:: Data supplied
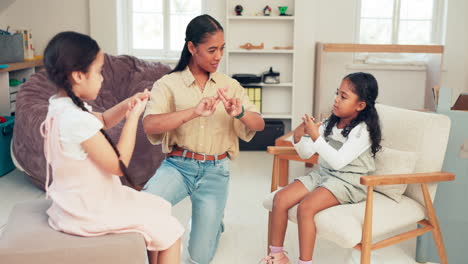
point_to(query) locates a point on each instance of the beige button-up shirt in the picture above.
(212, 135)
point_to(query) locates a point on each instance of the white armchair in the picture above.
(355, 225)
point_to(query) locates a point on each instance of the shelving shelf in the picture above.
(261, 17)
(265, 51)
(277, 115)
(19, 71)
(271, 84)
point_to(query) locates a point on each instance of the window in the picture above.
(400, 22)
(156, 28)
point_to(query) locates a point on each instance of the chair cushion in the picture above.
(342, 224)
(28, 238)
(391, 161)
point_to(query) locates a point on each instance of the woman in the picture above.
(197, 114)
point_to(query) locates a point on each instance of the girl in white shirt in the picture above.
(346, 143)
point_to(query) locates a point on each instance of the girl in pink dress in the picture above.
(88, 197)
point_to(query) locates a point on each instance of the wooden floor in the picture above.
(244, 240)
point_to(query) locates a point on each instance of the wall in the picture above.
(45, 18)
(456, 52)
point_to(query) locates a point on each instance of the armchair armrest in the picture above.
(290, 153)
(275, 150)
(373, 180)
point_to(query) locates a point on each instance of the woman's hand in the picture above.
(206, 106)
(311, 127)
(136, 106)
(299, 132)
(141, 95)
(233, 105)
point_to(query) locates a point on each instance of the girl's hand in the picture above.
(233, 105)
(299, 132)
(206, 106)
(311, 127)
(136, 106)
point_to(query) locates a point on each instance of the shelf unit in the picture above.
(273, 31)
(20, 71)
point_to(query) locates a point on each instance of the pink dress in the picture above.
(88, 201)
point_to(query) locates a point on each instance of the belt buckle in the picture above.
(204, 157)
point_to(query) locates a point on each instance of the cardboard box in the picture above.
(11, 48)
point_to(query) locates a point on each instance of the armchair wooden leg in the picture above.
(367, 229)
(436, 233)
(269, 232)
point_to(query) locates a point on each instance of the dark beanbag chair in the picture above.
(123, 77)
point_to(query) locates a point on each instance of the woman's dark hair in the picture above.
(366, 88)
(197, 31)
(68, 52)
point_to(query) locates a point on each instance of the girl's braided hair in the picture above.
(366, 87)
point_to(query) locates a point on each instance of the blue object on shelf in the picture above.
(450, 202)
(6, 133)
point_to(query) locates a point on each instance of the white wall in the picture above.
(45, 18)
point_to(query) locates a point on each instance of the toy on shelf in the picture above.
(15, 82)
(283, 47)
(282, 10)
(249, 46)
(238, 9)
(271, 77)
(267, 10)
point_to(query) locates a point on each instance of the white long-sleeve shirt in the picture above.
(354, 145)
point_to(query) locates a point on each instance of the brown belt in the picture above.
(179, 152)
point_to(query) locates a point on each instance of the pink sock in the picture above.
(274, 250)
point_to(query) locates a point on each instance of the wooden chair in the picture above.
(405, 130)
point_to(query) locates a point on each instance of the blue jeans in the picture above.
(206, 182)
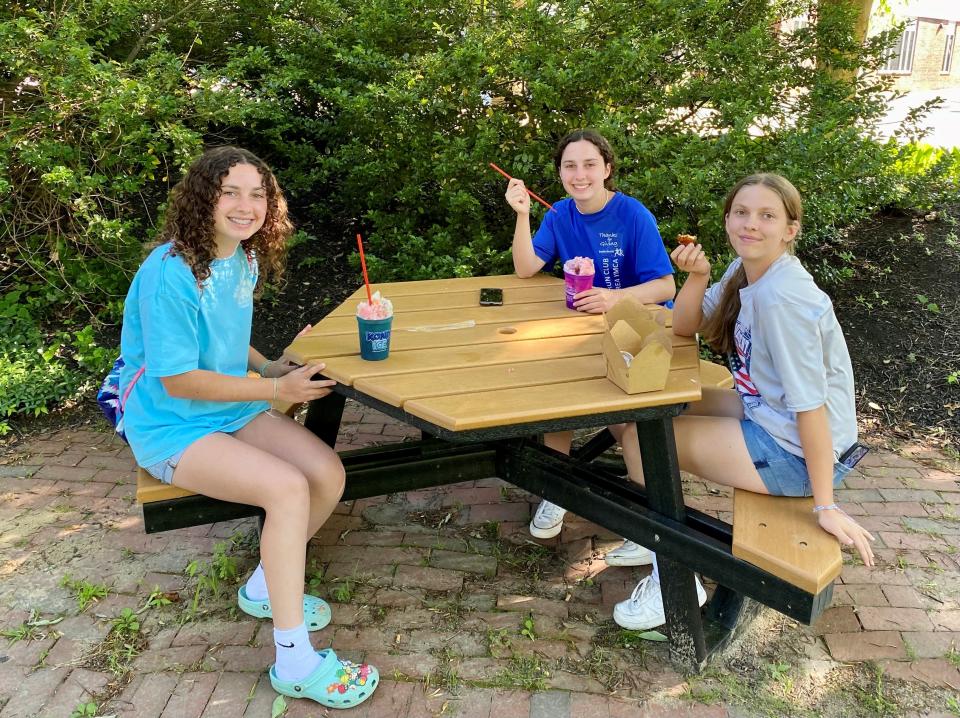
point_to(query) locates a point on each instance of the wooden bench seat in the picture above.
(715, 375)
(781, 535)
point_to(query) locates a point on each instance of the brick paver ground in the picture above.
(444, 590)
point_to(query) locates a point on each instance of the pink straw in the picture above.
(363, 265)
(537, 197)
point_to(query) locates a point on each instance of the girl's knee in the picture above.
(287, 490)
(329, 478)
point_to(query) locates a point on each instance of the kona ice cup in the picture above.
(577, 276)
(374, 322)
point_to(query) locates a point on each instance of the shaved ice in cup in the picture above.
(374, 321)
(578, 277)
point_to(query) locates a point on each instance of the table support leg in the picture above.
(323, 417)
(677, 585)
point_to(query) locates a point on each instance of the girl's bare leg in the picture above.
(714, 403)
(713, 448)
(288, 440)
(224, 467)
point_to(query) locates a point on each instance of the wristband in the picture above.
(829, 507)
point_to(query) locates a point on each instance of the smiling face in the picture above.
(759, 228)
(241, 208)
(583, 171)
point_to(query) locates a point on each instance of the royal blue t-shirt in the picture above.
(174, 326)
(622, 239)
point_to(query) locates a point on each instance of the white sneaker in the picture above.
(644, 609)
(629, 554)
(548, 521)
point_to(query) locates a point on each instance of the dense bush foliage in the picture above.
(383, 114)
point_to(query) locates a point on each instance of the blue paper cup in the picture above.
(374, 338)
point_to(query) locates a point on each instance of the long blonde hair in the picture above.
(717, 329)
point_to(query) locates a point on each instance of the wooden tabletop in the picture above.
(462, 366)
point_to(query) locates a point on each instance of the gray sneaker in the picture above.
(548, 521)
(629, 554)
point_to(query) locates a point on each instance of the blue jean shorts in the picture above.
(163, 470)
(783, 473)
::::
Transcribe the material exactly, and leave out whatever pictures it holds.

Solution to this task:
point_to(query) locates a point on each instance of the beige button-up shirt in the picture above.
(212, 135)
point_to(query) locates a point on each instance of the white armchair in the picture above.
(355, 225)
point_to(query) locates a point on each instance of the shelving shelf in the picture above.
(261, 17)
(265, 51)
(277, 115)
(19, 71)
(271, 84)
point_to(query) locates a point on each instance of the window in the picture above.
(400, 22)
(156, 28)
point_to(query) locates a point on each instance of the chair cushion in the picture above.
(342, 224)
(28, 238)
(391, 161)
point_to(query) locates a point on each instance of the woman in the picture above.
(197, 114)
point_to(query) locates a point on each instance of the girl in white shirt in the picture above.
(346, 143)
point_to(query) locates a point on each instance of the girl in pink dress in the picture above.
(88, 197)
point_to(query) locates a point on each instance of the wooden floor in the picture above.
(244, 240)
point_to(query) locates a point on each instance of the wall in the picture above.
(45, 18)
(456, 52)
point_to(query) locates a point on each instance of the armchair armrest in the picture above.
(290, 153)
(275, 150)
(373, 180)
point_to(query) locates a point on each instance of the woman's hand in the picture above.
(206, 106)
(311, 127)
(136, 106)
(299, 132)
(141, 95)
(233, 105)
point_to(query) locates a point on each instance of the girl's hand in the picture above.
(233, 105)
(299, 132)
(206, 106)
(311, 127)
(136, 106)
point_to(query) locates a point on each instance of the shelf unit in the picture above.
(273, 31)
(20, 71)
point_to(query) locates a point on each instance of the pink dress in the picture above.
(88, 201)
point_to(query) locates a point on each instance of the belt buckle in the picture above.
(204, 157)
point_to(query) locates a point on each instance of the cardboard box in the picture above.
(11, 48)
point_to(query) locates a point on each instance of the armchair wooden leg in the picture above.
(367, 229)
(436, 233)
(269, 232)
point_to(query) locates a point on each instance of the dark beanbag chair in the picture above.
(123, 77)
point_to(query) locates a point on each instance of the woman's dark hair in the picture above.
(366, 88)
(197, 31)
(68, 52)
point_to(query) locates a point on each instance of the girl's braided hair in the picture above.
(366, 87)
point_to(query) locates a point on each instance of the blue object on shelf in the picture above.
(450, 202)
(6, 133)
point_to(query) locates a point on each instance of the white wall in the picture above.
(45, 18)
point_to(query) locates a point on each instance of the toy on shelf in the picture above.
(15, 82)
(283, 47)
(282, 10)
(249, 46)
(238, 9)
(271, 77)
(267, 10)
point_to(query) locates a point on each instance of the white long-sleeve shirt in the picture above.
(354, 145)
point_to(query) locates a point on each instance of the brown belt in the picture above.
(179, 152)
point_to(query) locates a point on each instance of the pink sock in the picture above.
(274, 250)
point_to(query) locates a point on each instance of the wooden chair in the picture above.
(405, 130)
point_to(query) locates a point on each instance of the blue jeans in the picture above.
(206, 182)
point_to(query) locates a point on each instance of the wooden bench seat in the picture above.
(715, 375)
(781, 535)
point_to(query) locates a point on each instance of the brick paver ground in the picture above.
(444, 590)
point_to(query) locates a point on each instance of the pink straw in the picture above.
(363, 265)
(537, 197)
point_to(query) locates a point on each instance of the girl's knee in the picture above.
(287, 490)
(329, 478)
point_to(query) locates a point on each instance of the kona ice cup in the picture above.
(577, 276)
(374, 322)
point_to(query) locates a point on each instance of the shaved ice in cup in the picture above.
(374, 321)
(578, 277)
point_to(query) locates a point on each instance of the table support leg in the picture above.
(323, 417)
(677, 585)
point_to(query) locates a point on each instance of the girl's bare leg in the picture above.
(714, 403)
(713, 448)
(288, 440)
(224, 467)
point_to(query) locates a point on each instance of the wristband in the picture above.
(829, 507)
point_to(query) locates a point on each instance of the smiling face in the picture above.
(759, 228)
(241, 208)
(583, 171)
point_to(query) locates a point on each instance of the royal blue t-shirt in the picture above.
(174, 326)
(622, 239)
point_to(query) locates a point on each instance of the white sneaker in the picture above.
(644, 609)
(629, 554)
(548, 521)
point_to(query) locates a point on each instance of the dense bush foliage in the picture above.
(383, 114)
point_to(query) locates a point on each instance of the blue paper cup in the picture above.
(374, 338)
point_to(query) locates a point on each instance of the long blonde hair in the picture above.
(717, 329)
point_to(query) locates a point on each instance of the wooden tabletop in the picture above.
(462, 366)
point_to(query) locates a point on each instance of the gray sneaker in the picture above.
(548, 521)
(629, 554)
point_to(query) locates a point on each instance of the blue jean shorts in the picture above.
(163, 470)
(783, 473)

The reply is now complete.